## Texte de l'exercice
La famille est le cœur battant de notre société. Mais ce cœur bat à un rythme inégal, parfois brisé par des dispositions de l’actuelle Moudawana qui discriminent, des pratiques qui marginalisent et des croyances anachroniques.
Parmi les propositions de changement dévoilées, certaines insufflent un espoir timide. Permettre aux mères divorcées de continuer d’assurer la garde de leurs enfants après un remariage est une mesure bienvenue, car elle met enfin l’intérêt des enfants avant les jugements sur la vie privée des femmes. Protéger le domicile conjugal pour l’époux survivant, souvent une veuve, est une avancée importante pour garantir un minimum de stabilité et de sécurité.
Mais ces améliorations, bien que signifiantes, ne sont que la surface d’une réforme qui doit être beaucoup plus profonde et beaucoup plus juste. Car, derrière chaque ligne de la Moudawana actuelle, des vies sont impactées, des rêves sont brisés, des droits sont bafoués.

## Entrées répertoriées

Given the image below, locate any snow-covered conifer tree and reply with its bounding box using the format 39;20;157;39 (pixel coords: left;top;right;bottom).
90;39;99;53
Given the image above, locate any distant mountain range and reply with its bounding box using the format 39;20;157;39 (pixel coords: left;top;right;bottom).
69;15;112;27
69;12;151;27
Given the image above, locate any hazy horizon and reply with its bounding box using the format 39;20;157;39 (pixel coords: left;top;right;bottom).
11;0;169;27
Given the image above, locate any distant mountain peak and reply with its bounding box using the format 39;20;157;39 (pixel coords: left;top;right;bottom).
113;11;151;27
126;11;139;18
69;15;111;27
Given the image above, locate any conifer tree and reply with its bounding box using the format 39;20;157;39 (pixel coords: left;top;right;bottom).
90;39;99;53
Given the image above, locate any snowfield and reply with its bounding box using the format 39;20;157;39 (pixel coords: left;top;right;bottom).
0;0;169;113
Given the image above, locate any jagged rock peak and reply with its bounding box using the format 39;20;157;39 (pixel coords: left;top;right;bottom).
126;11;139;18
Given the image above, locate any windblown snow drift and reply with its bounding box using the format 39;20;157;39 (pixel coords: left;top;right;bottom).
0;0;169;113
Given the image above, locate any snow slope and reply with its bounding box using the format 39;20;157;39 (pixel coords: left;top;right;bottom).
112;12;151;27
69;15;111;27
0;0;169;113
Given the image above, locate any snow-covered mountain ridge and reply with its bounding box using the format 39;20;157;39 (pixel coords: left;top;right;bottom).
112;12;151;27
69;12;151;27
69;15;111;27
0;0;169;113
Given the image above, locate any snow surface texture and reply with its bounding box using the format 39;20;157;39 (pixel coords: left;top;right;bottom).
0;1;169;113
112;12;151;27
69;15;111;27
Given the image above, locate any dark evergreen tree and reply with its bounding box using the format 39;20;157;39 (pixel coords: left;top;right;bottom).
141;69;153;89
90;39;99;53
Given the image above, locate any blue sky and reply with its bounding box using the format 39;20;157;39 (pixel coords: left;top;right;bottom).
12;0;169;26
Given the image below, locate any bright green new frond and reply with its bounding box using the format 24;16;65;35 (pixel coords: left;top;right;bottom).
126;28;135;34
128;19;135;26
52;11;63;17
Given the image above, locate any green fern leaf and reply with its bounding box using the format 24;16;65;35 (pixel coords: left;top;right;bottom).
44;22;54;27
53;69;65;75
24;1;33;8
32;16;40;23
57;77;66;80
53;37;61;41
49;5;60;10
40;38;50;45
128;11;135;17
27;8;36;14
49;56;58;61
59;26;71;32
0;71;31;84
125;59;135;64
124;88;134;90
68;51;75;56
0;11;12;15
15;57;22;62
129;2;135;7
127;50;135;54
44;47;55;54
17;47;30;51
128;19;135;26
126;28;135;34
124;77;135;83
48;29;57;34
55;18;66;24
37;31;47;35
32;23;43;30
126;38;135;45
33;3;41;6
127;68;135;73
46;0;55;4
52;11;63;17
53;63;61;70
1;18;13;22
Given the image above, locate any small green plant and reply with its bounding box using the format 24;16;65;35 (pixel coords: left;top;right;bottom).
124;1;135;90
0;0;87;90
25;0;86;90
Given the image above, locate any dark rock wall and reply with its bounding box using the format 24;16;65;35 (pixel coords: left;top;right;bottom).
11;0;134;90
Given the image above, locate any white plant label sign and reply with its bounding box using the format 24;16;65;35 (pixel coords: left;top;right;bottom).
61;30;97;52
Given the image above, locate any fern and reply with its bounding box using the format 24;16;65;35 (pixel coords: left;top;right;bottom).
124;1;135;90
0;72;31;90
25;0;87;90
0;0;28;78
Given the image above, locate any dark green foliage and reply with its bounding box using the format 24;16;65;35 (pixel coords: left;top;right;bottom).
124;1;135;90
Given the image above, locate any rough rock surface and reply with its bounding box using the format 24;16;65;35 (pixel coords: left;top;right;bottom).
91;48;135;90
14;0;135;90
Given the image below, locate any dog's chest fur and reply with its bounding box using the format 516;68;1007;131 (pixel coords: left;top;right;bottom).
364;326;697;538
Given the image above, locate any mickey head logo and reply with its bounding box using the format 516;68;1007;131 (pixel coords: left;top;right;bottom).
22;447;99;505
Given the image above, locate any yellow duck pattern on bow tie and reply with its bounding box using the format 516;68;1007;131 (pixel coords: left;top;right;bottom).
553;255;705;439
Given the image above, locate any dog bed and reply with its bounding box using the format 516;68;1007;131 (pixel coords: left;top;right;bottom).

## Consigne 1
Réécrivez sous forme de liste, s'il vous plaît, le paragraphe du texte de l'exercice qui commence par « Parmi les propositions de changement dévoilées », en gardant ses faits principaux.
## Consigne 2
Selon le texte de l'exercice, qu'est-ce qui est le cœur battant de notre société ?

## Zone de réponse 1
- Certaines propositions de changement dévoilées donnent un espoir timide.
- Les mères divorcées pourraient continuer d'assurer la garde de leurs enfants après un remariage. Cette mesure place l'intérêt des enfants avant les jugements sur la vie privée des femmes.
- Le domicile conjugal serait protégé pour l'époux survivant, souvent une veuve. Ce serait une avancée importante pour garantir un minimum de stabilité et de sécurité.

## Zone de réponse 2
La famille.